▶ EXERCISE INPUTS:
⟨

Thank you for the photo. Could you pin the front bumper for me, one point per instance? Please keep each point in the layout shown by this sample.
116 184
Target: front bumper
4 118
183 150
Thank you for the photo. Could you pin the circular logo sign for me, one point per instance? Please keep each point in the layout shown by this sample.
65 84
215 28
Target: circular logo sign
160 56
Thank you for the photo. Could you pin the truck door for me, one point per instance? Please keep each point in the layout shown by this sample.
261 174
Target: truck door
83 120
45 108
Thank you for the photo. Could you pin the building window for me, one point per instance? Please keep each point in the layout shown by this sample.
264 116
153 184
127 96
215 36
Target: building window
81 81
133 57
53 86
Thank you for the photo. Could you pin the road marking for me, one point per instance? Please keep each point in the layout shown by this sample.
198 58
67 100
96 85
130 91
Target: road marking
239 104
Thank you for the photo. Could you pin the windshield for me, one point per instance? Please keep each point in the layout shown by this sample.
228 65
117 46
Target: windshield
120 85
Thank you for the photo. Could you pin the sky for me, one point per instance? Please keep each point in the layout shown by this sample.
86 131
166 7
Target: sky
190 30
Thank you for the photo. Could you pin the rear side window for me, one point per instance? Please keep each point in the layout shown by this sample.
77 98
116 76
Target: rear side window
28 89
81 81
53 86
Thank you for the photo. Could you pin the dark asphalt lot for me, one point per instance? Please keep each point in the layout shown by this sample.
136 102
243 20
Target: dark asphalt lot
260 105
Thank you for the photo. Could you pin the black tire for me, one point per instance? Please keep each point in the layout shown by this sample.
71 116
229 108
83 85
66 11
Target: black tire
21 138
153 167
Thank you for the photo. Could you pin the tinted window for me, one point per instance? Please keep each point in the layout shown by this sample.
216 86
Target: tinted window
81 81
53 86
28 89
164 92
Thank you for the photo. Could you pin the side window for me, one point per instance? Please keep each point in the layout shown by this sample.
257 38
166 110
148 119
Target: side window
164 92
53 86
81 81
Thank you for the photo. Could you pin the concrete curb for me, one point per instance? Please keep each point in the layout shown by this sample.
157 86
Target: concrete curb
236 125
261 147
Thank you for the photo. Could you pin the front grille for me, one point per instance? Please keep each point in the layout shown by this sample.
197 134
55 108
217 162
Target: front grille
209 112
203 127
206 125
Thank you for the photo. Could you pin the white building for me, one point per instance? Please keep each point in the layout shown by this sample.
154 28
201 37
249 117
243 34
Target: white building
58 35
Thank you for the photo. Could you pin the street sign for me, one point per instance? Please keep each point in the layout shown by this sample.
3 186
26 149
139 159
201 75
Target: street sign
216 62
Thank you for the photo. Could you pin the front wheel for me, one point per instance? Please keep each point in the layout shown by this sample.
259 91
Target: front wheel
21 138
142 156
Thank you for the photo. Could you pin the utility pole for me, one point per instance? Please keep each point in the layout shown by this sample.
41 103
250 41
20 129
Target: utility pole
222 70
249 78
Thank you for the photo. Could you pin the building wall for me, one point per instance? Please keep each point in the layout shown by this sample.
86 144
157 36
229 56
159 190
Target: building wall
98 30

⟩
⟨

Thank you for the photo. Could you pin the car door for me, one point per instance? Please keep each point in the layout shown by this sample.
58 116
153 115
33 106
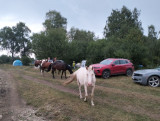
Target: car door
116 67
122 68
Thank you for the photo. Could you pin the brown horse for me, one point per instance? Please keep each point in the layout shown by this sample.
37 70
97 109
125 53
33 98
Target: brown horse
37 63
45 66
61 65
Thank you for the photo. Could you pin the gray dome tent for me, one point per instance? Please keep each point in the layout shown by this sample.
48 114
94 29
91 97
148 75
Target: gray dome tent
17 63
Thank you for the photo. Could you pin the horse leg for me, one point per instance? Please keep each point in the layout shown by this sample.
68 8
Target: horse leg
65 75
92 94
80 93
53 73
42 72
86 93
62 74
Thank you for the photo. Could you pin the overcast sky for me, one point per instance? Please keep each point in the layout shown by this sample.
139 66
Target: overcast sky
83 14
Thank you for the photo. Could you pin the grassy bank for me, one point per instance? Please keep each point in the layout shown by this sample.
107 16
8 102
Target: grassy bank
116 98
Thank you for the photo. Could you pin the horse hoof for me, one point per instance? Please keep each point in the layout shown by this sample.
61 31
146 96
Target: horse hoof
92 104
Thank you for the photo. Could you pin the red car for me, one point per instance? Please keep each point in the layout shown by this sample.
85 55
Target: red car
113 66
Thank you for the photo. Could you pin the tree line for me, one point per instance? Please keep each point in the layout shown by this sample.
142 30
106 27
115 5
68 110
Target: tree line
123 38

⟩
⟨

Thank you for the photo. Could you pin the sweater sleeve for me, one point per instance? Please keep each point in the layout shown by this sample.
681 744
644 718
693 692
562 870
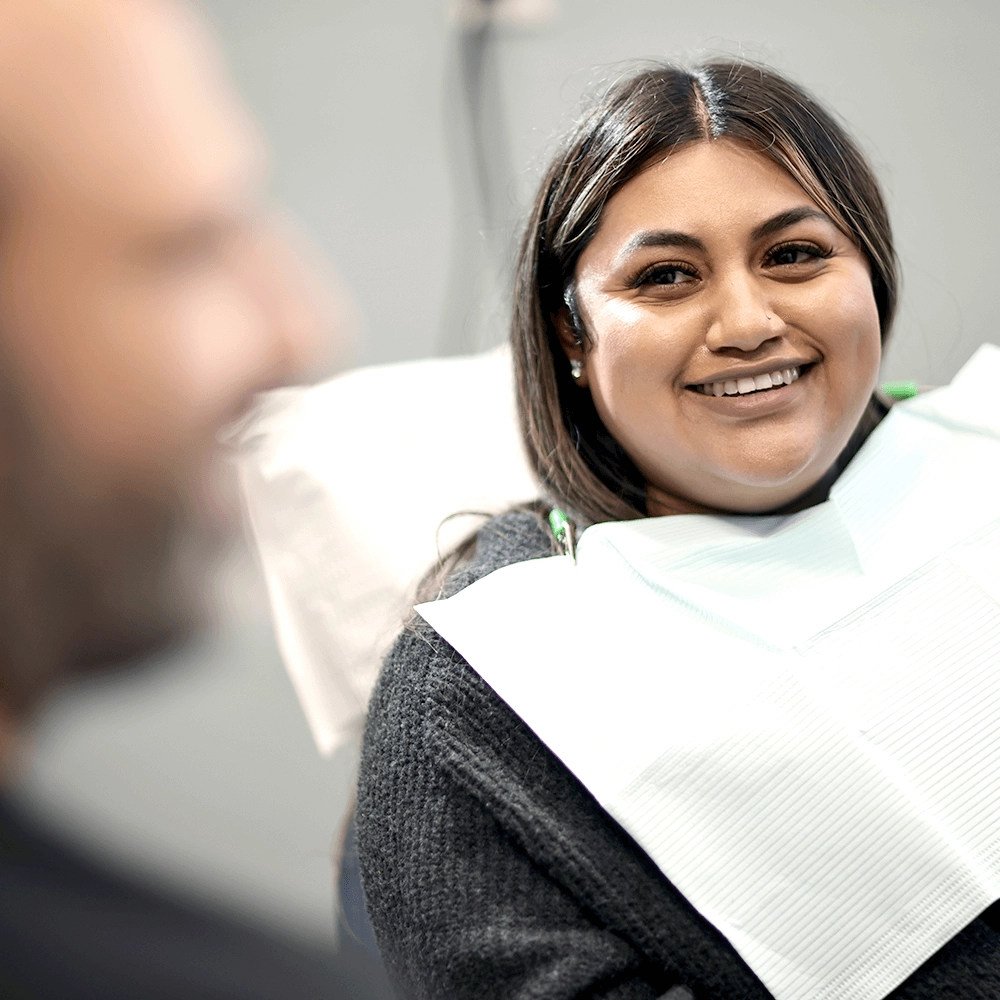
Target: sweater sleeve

⟩

▶ AIM OF THE EXERCISE:
Find every line in the three blocks above that contains the word "marking", and copy each of those lines in full.

▶ ANSWER TO THIS EXERCISE:
Thank you for the photo. Could you pin the road marking for me, one point per instance? Please keep each point in the layout shown by this sample.
Target: road marking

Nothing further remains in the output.